Saved entries
-- Opening Marker --
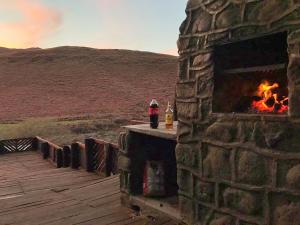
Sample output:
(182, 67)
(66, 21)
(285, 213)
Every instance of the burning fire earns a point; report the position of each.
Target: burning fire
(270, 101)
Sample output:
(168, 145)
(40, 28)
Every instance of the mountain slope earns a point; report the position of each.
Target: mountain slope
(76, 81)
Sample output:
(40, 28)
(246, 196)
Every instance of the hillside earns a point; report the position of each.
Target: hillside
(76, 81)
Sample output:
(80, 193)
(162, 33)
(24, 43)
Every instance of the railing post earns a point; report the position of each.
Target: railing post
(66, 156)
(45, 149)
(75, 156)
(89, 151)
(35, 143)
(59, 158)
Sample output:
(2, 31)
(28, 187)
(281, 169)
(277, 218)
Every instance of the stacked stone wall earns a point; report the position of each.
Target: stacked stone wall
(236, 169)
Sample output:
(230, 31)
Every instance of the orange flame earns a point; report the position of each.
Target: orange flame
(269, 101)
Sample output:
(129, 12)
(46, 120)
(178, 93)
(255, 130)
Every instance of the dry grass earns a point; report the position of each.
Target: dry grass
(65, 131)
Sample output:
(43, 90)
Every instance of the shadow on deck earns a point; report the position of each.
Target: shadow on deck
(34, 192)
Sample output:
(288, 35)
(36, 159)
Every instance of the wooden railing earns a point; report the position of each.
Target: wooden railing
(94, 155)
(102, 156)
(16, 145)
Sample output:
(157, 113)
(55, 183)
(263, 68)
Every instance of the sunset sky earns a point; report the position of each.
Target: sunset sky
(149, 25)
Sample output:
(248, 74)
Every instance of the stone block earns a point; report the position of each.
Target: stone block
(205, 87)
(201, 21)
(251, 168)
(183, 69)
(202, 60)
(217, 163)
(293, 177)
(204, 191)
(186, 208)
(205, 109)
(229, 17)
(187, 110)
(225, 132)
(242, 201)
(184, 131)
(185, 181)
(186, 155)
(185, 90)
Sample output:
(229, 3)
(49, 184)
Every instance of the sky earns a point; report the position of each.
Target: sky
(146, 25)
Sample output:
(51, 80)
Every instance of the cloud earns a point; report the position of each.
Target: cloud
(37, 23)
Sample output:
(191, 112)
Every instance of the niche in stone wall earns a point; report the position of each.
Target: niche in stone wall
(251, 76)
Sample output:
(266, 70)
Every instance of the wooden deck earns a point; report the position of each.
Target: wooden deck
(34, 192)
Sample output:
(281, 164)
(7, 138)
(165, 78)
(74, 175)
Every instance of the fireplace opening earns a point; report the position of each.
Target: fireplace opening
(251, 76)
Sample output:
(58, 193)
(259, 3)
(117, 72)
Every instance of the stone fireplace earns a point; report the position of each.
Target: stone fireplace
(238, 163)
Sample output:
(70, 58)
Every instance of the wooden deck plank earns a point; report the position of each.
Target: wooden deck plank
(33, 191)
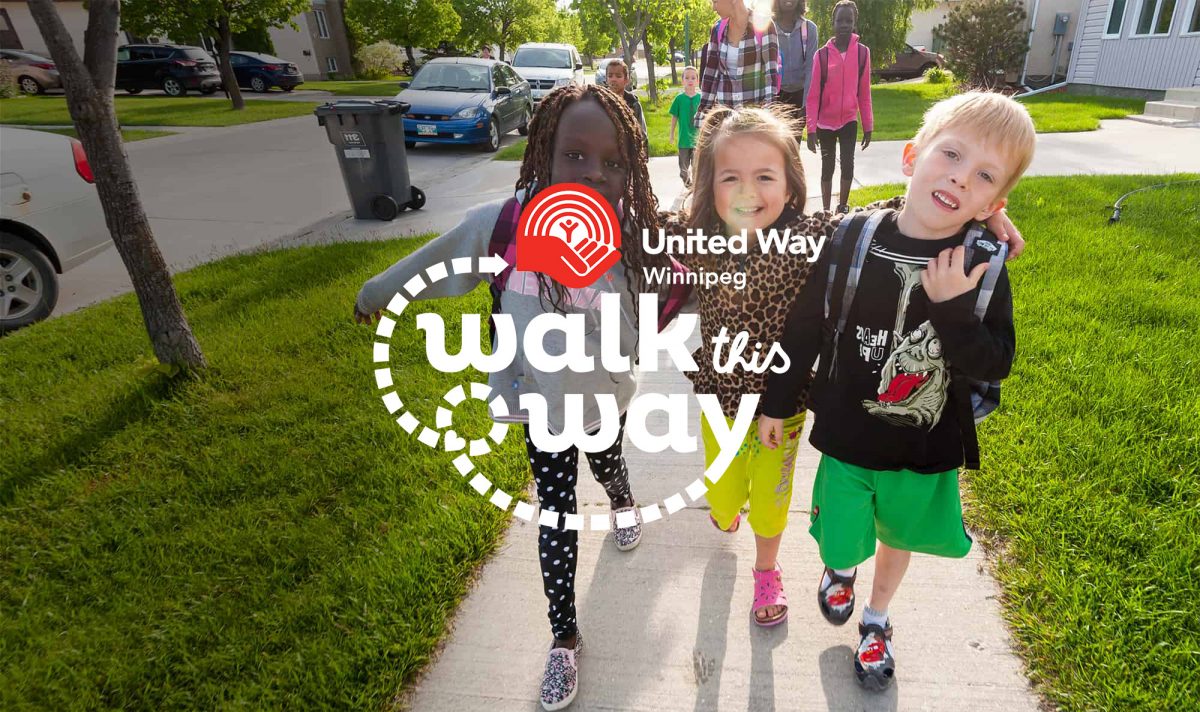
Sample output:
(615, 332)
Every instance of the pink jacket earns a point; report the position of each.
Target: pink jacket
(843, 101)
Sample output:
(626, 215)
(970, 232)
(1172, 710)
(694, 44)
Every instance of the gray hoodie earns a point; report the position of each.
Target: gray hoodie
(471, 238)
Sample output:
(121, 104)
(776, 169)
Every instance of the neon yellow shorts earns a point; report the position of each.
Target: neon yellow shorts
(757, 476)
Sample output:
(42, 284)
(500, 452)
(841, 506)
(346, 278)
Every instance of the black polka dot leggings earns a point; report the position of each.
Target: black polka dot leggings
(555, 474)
-- Closing Marker --
# [Task details]
Write out the entries above in full and exactly; no pictures.

# [Reply to the exercise]
Sample output:
(182, 67)
(66, 21)
(285, 213)
Every instance of the burning fire earns a point; report the position of each.
Target: burning fire
(270, 101)
Sample output:
(168, 145)
(40, 28)
Every instance of the mountain slope earns a point; report the position of each.
Target: mountain slope
(76, 81)
Sample output:
(40, 28)
(246, 196)
Every instance of the hillside earns a point; report the position of each.
Target: hillside
(76, 81)
Sample output:
(80, 193)
(162, 33)
(24, 43)
Every instance of the railing post earns a point; report the position of each.
Target: railing post
(66, 156)
(45, 149)
(75, 156)
(89, 151)
(35, 143)
(59, 158)
Sample output:
(2, 31)
(28, 187)
(281, 169)
(277, 218)
Every instance of the stacked stone wall earns a point; report the position of each.
Target: stacked stone wall
(236, 169)
Sample output:
(230, 31)
Every instance of the orange flame earns a point; report the position of each.
Target: orange flame
(269, 101)
Sample output:
(129, 12)
(46, 120)
(178, 93)
(255, 130)
Every instance of the dry grass earns a point; report the position of each.
Target: dry grass
(65, 131)
Sample output:
(43, 90)
Every instance of the shadow on deck earns a point; report the position of each.
Target: shadow on deck
(34, 192)
Sample output:
(288, 35)
(36, 159)
Every instance of the wooden railing earns a point; report the position of each.
Target: wooden railing
(94, 155)
(102, 156)
(16, 145)
Sample output:
(157, 113)
(55, 183)
(263, 68)
Every instance of the sunset sky earns a point; report the position of each.
Target: sunset sky
(149, 25)
Sample output:
(248, 74)
Every instance of the stone block earns a point; report the position of each.
Target: stone block
(205, 87)
(201, 21)
(251, 168)
(183, 69)
(202, 60)
(217, 163)
(293, 177)
(204, 191)
(186, 208)
(205, 109)
(229, 17)
(187, 110)
(225, 132)
(242, 201)
(184, 131)
(185, 181)
(186, 155)
(185, 90)
Sample output:
(229, 3)
(49, 184)
Every instance of the sky earns a point; report the position of each.
Target: sky
(146, 25)
Sample output:
(51, 80)
Every instance of the cloud earns a point; report the position of each.
Target: cloud
(37, 23)
Sample output:
(191, 112)
Every instance of the niche in stone wall earns a point; report the position of each.
Target: niche in stone wall
(251, 76)
Sample output:
(266, 70)
Every instance of the wooden deck earns a point; report the position of each.
Target: wooden deck
(34, 192)
Sample output:
(281, 164)
(7, 138)
(165, 78)
(74, 175)
Every instance of the fireplace opening earns a point; report the position of each.
Target: fireplace opening
(251, 76)
Sample output:
(58, 193)
(259, 3)
(117, 72)
Every instance of the stone fireplace earns a point; report the position of each.
Target: stone fireplace
(238, 163)
Sample output:
(70, 58)
Every instance of the wooden deck plank earns a point; report the position of each.
Target: wooden deck plank
(33, 191)
Sample output:
(615, 332)
Every instance of the pink jacket earns a point; report the position of each.
Target: pink jacket
(843, 101)
Sample output:
(626, 215)
(970, 232)
(1172, 710)
(694, 44)
Every instance of the gray hoodie earns a point; report the position of each.
Target: gray hoodie
(471, 238)
Sample output:
(121, 104)
(776, 169)
Every instance of the neon yellow shorts earns a point; report the position of each.
Target: neon yellow shorts
(757, 476)
Sample output:
(42, 284)
(500, 452)
(841, 506)
(346, 278)
Every instance of the black polka dot leggings earns a point; report the position of each.
Target: black polka dot leggings
(555, 474)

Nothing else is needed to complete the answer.